▸ **WORK REQUEST A**: List every person other than Danny whom the profile below mentions by name.
▸ **WORK REQUEST B**: In the profile, replace "Hong Kong" with "Singapore" throughout the passage from "From JP Morgan, Danny" up to and including "by Morgan Stanley.", and write out the revised passage.
▸ **WORK REQUEST C**:
According to the profile, are the following statements true? Answer yes or no for each, and quote the words of the profile that decide it.
(i) Danny founded Dymon Asia together with Keith Tan in August 2008.
(ii) Danny's wife previously worked as a trader at Goldman Sachs.
(iii) Dymon Asia made money during its first two months.

▸ **EXTRACT PROVIDED**:
__________________________________________________

Luck, as Danny readily admits, has played an important role in his career.
From JP Morgan, Danny went on to join Goldman Sachs, where he was first posted to Hong Kong, and then Tokyo, as Head of Trading for South Asian derivatives, fixed income and foreign exchange.
Danny made his first foray into hedge funds in 2005 when he joined Chicago-based Citadel, one of the world's largest hedge funds, to set up its Asian currency, interest rate, and macro trading operations in Hong Kong. Two years later, he became Chief Investment Officer and Managing Partner at Abax Global Capital, then a newly-formed hedge fund adviser part-owned by Morgan Stanley.
In August 2008, Danny hooked up with long-standing NBS buddy Keith Tan and founded Dymon Asia, with US$100 million seed funding from hedge fund legend Paul Tudor Jones, well known for predicting the 1987 Black Monday crash and trebling his money from it.
One month later, investment bank Lehman Brothers went bust and so began the Global Financial Crisis.
"We were practically thrust into the eye of the storm. We didn't expect the Crisis to be that bad and lost money for the first two months. Back then, everyone thought I was very calm. In my mind, I knew that if I lose money, there's nothing else to do but to work harder to make it back. That’s my responsibility."
Dymon Asia's flagship macro fund has since gone from strength to strength.
In 2011, it became the top performing large hedge fund in Asia, according to a Bloomberg poll, with assets of about US$3 billion.
Even today, the head honcho of Dymon Asia still works hard, at times even sleeping over at the office just to stay on top of the markets.
"Maybe it's from my badminton days, but I still keep a pillow in the office. Sometimes when the markets are very volatile, every minute matters – I'd rather stay in the office than spend time commuting between office and home. There’s no denying it – I have awkward sleeping habits. To trade global markets, you have to monitor them across different time zones. That's why I end up sleeping in spurts or at funny hours."
Danny adds that his wife, a former Economist at JP Morgan, and his mother did not understand initially why he continues to work so hard, especially since the fund is now well established.
"This is what I love doing. It's what I enjoy. Look at the guys from the U.S., like Soros in his 80s and Louis Bacon in his 60s, they're all still going strong. To do well in investing, one has to be 100 per cent committed. The day one feels like slowing down, it is better to just retire. In this business, you are either 100 per cent engaged, or not at all. There is no in-between. I am fortunate that I have a passion for investing. If you’re in this only for the money, you will burn out quickly and end up quitting altogether."
Truly grateful for all the blessings and opportunities that have come his way, Danny believes in giving back to society.
He has established the Yong Hon Kong Foundation in memory of his late father, which, among other things, provides scholarships for St Joseph's Institution students from single-parent homes. Together with Keith Tan, he has also set up the Chong Pang GRC Scholarship for less-privileged Singaporean undergraduates.
Danny says he is in the midst of setting up the Ray of Hope Foundation that will focus on helping the less-privileged in Singapore. This is slated to be fully operational within the next six months.
"I often reflect, how does a hedge fund manager or a trader contribute to society? I am not an educator, I don't save lives, I don’t build buildings. What value do I add to society? Maybe my contribution to society is to use what I've made from the markets to help the less fortunate. To be the 'luck' for someone else, and pass forward the opportunities I've had in my life."

__________________________________________________

▸ **MATERIAL SUPPLIED**:
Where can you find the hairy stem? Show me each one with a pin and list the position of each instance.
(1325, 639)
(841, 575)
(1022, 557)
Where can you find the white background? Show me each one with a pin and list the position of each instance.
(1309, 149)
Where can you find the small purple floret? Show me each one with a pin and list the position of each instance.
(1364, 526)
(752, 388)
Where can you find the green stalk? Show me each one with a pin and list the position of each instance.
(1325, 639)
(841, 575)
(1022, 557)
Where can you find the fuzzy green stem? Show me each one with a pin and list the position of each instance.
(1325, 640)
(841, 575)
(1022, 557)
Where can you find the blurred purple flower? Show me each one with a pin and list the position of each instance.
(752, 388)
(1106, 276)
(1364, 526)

__________________________________________________

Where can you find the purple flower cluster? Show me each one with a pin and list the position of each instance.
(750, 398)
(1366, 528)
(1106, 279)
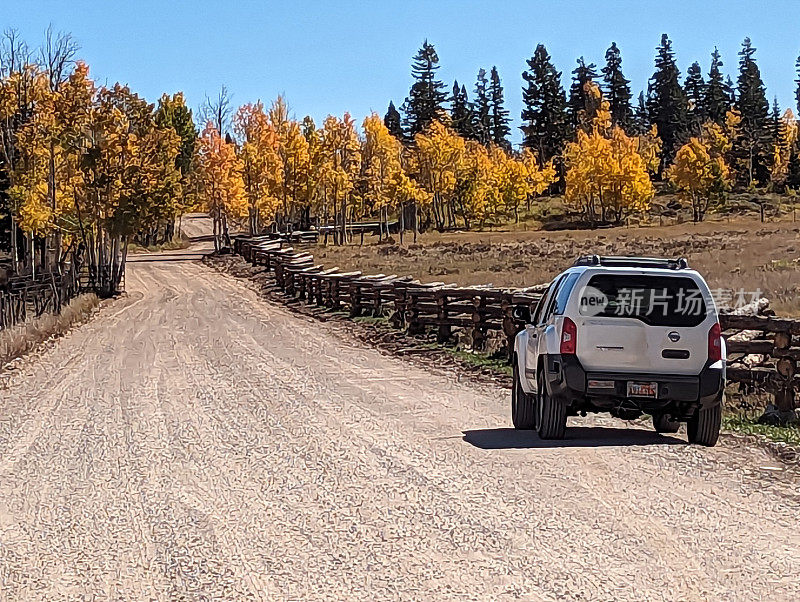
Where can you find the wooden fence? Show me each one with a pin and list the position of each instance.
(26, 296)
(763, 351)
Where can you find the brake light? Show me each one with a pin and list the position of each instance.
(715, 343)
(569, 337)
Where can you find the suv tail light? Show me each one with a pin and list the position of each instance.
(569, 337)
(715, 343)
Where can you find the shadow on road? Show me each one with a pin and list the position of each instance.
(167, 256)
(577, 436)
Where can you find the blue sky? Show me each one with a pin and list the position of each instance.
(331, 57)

__________________________________________________

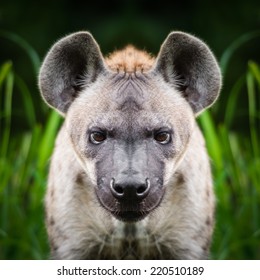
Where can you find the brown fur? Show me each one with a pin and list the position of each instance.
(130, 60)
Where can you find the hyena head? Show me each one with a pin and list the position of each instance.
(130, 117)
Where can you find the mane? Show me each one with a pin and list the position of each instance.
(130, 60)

__________________________________________________

▸ **EXERCISE OUTPUT A**: Keith Tan, Paul Tudor Jones, Soros, Louis Bacon

▸ **EXERCISE OUTPUT B**:
From JP Morgan, Danny went on to join Goldman Sachs, where he was first posted to Singapore, and then Tokyo, as Head of Trading for South Asian derivatives, fixed income and foreign exchange.
Danny made his first foray into hedge funds in 2005 when he joined Chicago-based Citadel, one of the world's largest hedge funds, to set up its Asian currency, interest rate, and macro trading operations in Singapore. Two years later, he became Chief Investment Officer and Managing Partner at Abax Global Capital, then a newly-formed hedge fund adviser part-owned by Morgan Stanley.

▸ **EXERCISE OUTPUT C**:
(i) Yes: "In August 2008, Danny hooked up with long-standing NBS buddy Keith Tan and founded Dymon Asia"
(ii) No: "his wife, a former Economist at JP Morgan"
(iii) No: "We didn't expect the Crisis to be that bad and lost money for the first two months."